*** Opening of Excerpt provided ***
Red Tapism


What Is Red Tape?

The term Red Tape (also commonly referred to as Red Tapism) means strict adherence to official formalities. It refers to excessive regulation or rigid conformity to formal rules that is considered redundant or bureaucratic and hinders or prevents action or decision-making.

In other words, red tapism generally involves the filling out of seemingly unnecessary paperwork, obtaining of unnecessary licenses, having multiple people or committees approve a decision and various low-level rules that make conducting one’s affairs slower and/or more difficult.

The Origin of Red Tape

Lexicographers seem to agree that the term red tape derives from the ribbon once used to tie up legal documents in England. Because the common law gives weight to precedent, every judicial decision must have been preceded by a thorough search of the records for guidance and authority. Such a system presumes that records of every transaction are punctiliously filed and cross-filed. We may surmise, therefore, that legions of clerks and lawyers spent a good deal of their time tying and untying the ribbon-bound folders.

Meanwhile, citizens and administrative officers trying to get action must have fretted and fumed while they waited for the meticulous minions to complete their patient unwrapping and rewrapping. And they must have exploded in outrage when, after all that, action was blocked on grounds of some obscure ancient decision or, still worse, because no unequivocal precedent could be found.

Hence the emergence of red tape as a despised symbol. The ribbon has long since disappeared, but the hated conditions and practices it represents continue, keeping the symbol alive. Although red tapism is usually applied to government, but the truth is, red tape is everywhere—it is also enduring and widespread in corporate organizations.
*** Close of Excerpt provided ***
(Task statement)
Please list everything the text on red tapism says red tapism generally involves.
*** Opening of Listed entries ***
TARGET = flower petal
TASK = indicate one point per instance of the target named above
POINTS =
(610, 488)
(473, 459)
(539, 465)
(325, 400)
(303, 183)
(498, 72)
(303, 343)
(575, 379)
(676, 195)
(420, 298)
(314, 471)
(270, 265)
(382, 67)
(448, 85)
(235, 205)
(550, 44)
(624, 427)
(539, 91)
*** Close of Listed entries ***
(The completed task)
- Filling out seemingly unnecessary paperwork
- Obtaining unnecessary licenses
- Having multiple people or committees approve a decision
- Various low-level rules that make conducting one's affairs slower and/or more difficult